About this task
Nothing is to be output except the lines from the one containing "Give the outline of every instance of the white" through the end of the material, each reproduced exactly.
________
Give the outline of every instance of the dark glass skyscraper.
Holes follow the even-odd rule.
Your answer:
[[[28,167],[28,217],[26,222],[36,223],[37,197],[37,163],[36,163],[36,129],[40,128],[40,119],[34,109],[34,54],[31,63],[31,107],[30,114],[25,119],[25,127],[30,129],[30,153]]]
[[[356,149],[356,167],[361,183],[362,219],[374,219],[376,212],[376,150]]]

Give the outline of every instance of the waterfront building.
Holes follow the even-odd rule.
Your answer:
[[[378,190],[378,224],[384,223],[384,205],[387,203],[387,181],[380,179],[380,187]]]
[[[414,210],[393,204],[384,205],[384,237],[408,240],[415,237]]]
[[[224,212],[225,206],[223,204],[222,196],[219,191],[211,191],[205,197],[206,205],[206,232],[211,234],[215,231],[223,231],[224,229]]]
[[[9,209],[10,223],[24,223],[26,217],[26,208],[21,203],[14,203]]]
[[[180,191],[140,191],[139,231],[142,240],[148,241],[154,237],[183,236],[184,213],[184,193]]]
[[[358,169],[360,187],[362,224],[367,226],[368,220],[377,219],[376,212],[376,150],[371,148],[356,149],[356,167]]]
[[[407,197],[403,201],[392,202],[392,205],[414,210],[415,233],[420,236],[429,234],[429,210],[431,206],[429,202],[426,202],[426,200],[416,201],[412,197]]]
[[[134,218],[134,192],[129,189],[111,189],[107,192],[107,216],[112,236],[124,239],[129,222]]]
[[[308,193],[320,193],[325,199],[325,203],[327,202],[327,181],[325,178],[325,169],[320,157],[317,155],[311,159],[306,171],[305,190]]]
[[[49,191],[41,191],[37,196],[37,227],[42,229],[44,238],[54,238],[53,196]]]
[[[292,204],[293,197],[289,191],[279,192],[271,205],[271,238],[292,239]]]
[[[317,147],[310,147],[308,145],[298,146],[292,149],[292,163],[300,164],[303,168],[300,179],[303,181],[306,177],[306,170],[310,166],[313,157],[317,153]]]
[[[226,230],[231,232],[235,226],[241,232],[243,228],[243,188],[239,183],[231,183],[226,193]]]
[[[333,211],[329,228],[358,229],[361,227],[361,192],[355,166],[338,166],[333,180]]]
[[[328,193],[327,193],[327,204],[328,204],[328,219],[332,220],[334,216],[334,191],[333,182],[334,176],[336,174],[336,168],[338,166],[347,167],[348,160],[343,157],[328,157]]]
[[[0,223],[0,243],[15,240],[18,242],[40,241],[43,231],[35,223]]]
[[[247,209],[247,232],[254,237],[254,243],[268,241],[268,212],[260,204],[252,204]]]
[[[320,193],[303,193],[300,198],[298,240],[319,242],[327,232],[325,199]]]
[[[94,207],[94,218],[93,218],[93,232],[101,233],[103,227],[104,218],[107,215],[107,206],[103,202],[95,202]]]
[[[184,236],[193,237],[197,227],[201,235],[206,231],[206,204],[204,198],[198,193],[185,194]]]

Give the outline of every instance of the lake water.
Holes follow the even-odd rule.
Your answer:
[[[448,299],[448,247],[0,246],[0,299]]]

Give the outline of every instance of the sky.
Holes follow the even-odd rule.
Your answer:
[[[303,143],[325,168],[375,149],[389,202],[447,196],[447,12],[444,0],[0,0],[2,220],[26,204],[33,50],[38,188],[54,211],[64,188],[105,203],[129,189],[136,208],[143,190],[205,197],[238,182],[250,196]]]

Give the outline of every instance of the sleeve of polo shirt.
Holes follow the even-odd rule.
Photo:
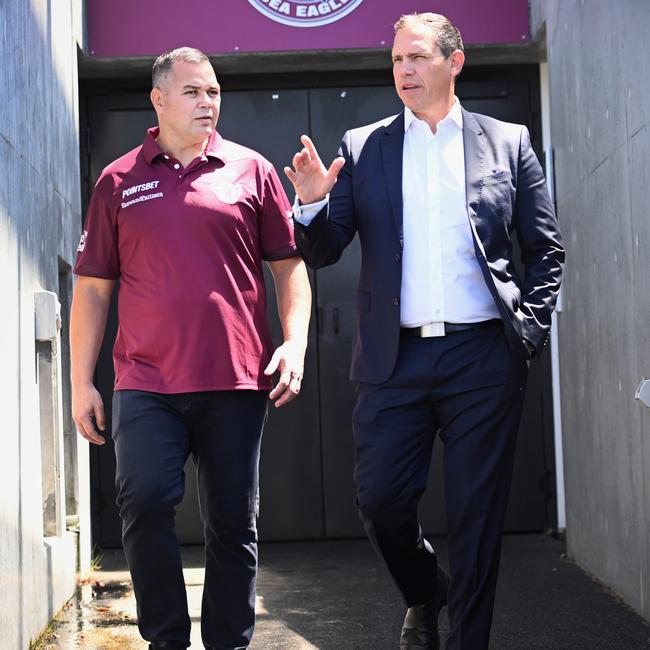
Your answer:
[[[75,275],[115,280],[120,275],[117,219],[113,209],[114,180],[102,174],[86,212],[84,231],[77,248]]]
[[[267,261],[296,257],[291,204],[278,174],[269,164],[262,187],[260,242],[262,258]]]

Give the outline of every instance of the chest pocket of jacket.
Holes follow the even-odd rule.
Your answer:
[[[512,181],[512,174],[509,169],[502,169],[494,174],[488,174],[483,178],[483,185],[496,185]]]

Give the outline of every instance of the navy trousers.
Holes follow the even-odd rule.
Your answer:
[[[451,583],[448,650],[489,644],[501,533],[527,378],[498,321],[402,338],[383,384],[359,384],[353,415],[357,502],[407,605],[432,599],[437,560],[417,520],[437,432]]]
[[[183,467],[194,459],[205,532],[201,635],[206,648],[248,647],[255,625],[258,465],[268,393],[235,390],[113,397],[117,505],[147,641],[190,645],[174,528]]]

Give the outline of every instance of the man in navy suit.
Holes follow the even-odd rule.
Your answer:
[[[564,248],[527,129],[455,97],[458,29],[403,16],[392,59],[403,112],[346,133],[329,169],[303,136],[285,173],[311,266],[333,264],[359,234],[354,477],[408,607],[400,648],[438,648],[448,604],[447,648],[477,650],[489,644],[524,387],[548,340]],[[438,431],[451,581],[417,520]]]

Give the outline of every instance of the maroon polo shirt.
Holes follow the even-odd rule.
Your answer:
[[[273,166],[214,132],[186,168],[149,129],[93,192],[74,267],[118,279],[115,390],[266,390],[262,260],[297,255]]]

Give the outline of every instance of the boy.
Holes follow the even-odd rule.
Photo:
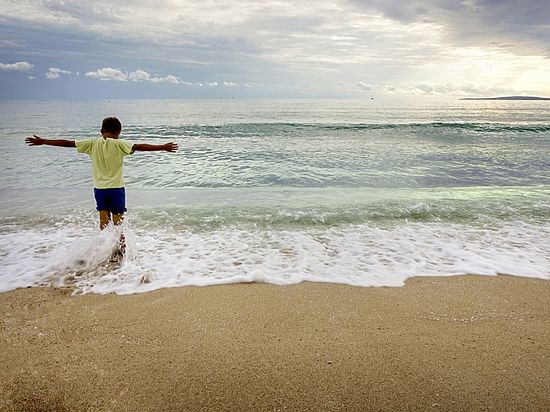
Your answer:
[[[39,136],[27,137],[25,142],[29,146],[61,146],[76,147],[77,152],[86,153],[92,159],[92,172],[94,177],[94,195],[96,209],[99,211],[99,228],[103,230],[109,222],[120,225],[123,214],[126,212],[126,199],[124,180],[122,178],[122,165],[125,156],[135,151],[161,151],[175,152],[178,150],[176,143],[166,144],[132,144],[125,140],[119,140],[122,125],[116,117],[103,119],[101,125],[102,138],[87,140],[52,140]],[[120,238],[121,252],[124,253],[124,237]]]

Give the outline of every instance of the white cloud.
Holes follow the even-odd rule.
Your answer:
[[[363,86],[361,86],[361,84]],[[339,87],[343,91],[353,91],[353,88],[368,91],[368,95],[391,96],[391,95],[409,95],[409,96],[505,96],[510,94],[536,94],[533,90],[513,89],[511,87],[489,86],[479,84],[457,84],[457,83],[435,83],[430,81],[421,82],[415,86],[407,84],[368,84],[365,82],[351,83],[339,81]]]
[[[114,80],[119,82],[151,82],[151,83],[173,83],[184,84],[186,86],[195,86],[196,83],[184,82],[179,77],[169,74],[164,77],[151,76],[145,70],[137,69],[133,72],[125,72],[120,69],[113,69],[111,67],[103,67],[96,71],[87,72],[84,74],[86,77],[98,80]]]
[[[95,71],[87,72],[84,74],[86,77],[97,80],[114,80],[119,82],[151,82],[151,83],[172,83],[172,84],[181,84],[187,87],[216,87],[220,84],[223,84],[226,87],[235,87],[238,86],[234,82],[223,82],[218,81],[208,81],[208,82],[189,82],[182,80],[178,76],[169,74],[167,76],[152,76],[150,73],[147,73],[145,70],[137,69],[133,72],[125,72],[120,69],[113,69],[111,67],[103,67]]]
[[[119,82],[128,81],[128,73],[125,73],[120,69],[112,69],[110,67],[103,67],[94,72],[88,72],[84,76],[99,80],[115,80]]]
[[[359,83],[357,83],[357,85],[363,90],[371,90],[372,89],[372,84],[368,84],[368,83],[365,83],[365,82],[359,82]]]
[[[432,84],[421,83],[409,89],[410,94],[429,94],[442,96],[466,96],[469,94],[485,95],[487,92],[496,91],[497,89],[484,88],[478,89],[471,86],[458,86],[455,84]]]
[[[59,79],[61,74],[71,74],[70,70],[63,70],[59,67],[50,67],[46,73],[46,79]]]
[[[151,76],[149,73],[143,70],[136,70],[135,72],[128,73],[128,80],[132,80],[134,82],[140,82],[140,81],[146,81],[150,80]]]
[[[402,88],[391,84],[370,84],[370,83],[365,83],[360,81],[357,83],[357,86],[359,86],[359,88],[361,88],[362,90],[369,91],[369,92],[390,93],[390,94],[404,92]]]
[[[181,80],[179,79],[179,77],[176,77],[173,74],[169,74],[168,76],[165,76],[165,77],[153,77],[150,80],[153,83],[162,83],[162,82],[174,83],[174,84],[181,83]]]
[[[28,72],[34,67],[34,64],[29,62],[16,62],[16,63],[0,63],[0,70]]]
________
Exercise output
Give the outline of every instance of the white cloud.
Holes follow the even-odd rule.
Your answer:
[[[363,86],[361,86],[361,84]],[[339,87],[343,91],[353,91],[353,88],[368,91],[368,95],[391,96],[391,95],[409,95],[409,96],[505,96],[510,94],[536,94],[533,90],[513,89],[511,87],[489,86],[479,84],[457,84],[457,83],[435,83],[430,81],[421,82],[415,86],[407,84],[368,84],[365,82],[351,83],[339,81]]]
[[[114,80],[119,82],[151,82],[151,83],[173,83],[184,84],[186,86],[195,86],[196,83],[184,82],[179,77],[169,74],[164,77],[151,76],[145,70],[137,69],[133,72],[125,72],[120,69],[113,69],[111,67],[103,67],[96,71],[87,72],[84,74],[86,77],[98,80]]]
[[[95,71],[87,72],[84,74],[86,77],[97,80],[114,80],[119,82],[151,82],[151,83],[172,83],[172,84],[181,84],[187,87],[216,87],[220,84],[223,84],[226,87],[235,87],[238,86],[234,82],[223,82],[218,81],[208,81],[208,82],[189,82],[182,80],[178,76],[169,74],[167,76],[152,76],[150,73],[147,73],[145,70],[137,69],[133,72],[125,72],[120,69],[113,69],[111,67],[103,67]]]
[[[119,82],[128,81],[128,73],[125,73],[120,69],[112,69],[110,67],[103,67],[94,72],[88,72],[84,76],[99,80],[115,80]]]
[[[359,83],[357,83],[357,85],[363,90],[371,90],[372,89],[372,84],[368,84],[368,83],[365,83],[365,82],[359,82]]]
[[[432,84],[421,83],[409,89],[410,94],[429,94],[442,96],[466,96],[469,94],[485,95],[487,92],[496,91],[497,89],[484,88],[478,89],[471,86],[458,86],[455,84]]]
[[[59,79],[61,74],[71,74],[70,70],[63,70],[59,67],[50,67],[46,73],[46,79]]]
[[[151,76],[149,73],[143,70],[136,70],[135,72],[128,73],[128,80],[132,80],[134,82],[140,82],[140,81],[146,81],[150,80]]]
[[[402,88],[391,84],[370,84],[370,83],[365,83],[360,81],[357,83],[357,86],[359,86],[359,88],[361,88],[362,90],[369,91],[369,92],[390,93],[390,94],[404,92]]]
[[[181,80],[179,79],[179,77],[176,77],[173,74],[169,74],[168,76],[165,76],[165,77],[153,77],[150,80],[153,83],[162,83],[162,82],[174,83],[174,84],[181,83]]]
[[[28,72],[34,67],[34,64],[29,62],[16,62],[16,63],[0,63],[0,70]]]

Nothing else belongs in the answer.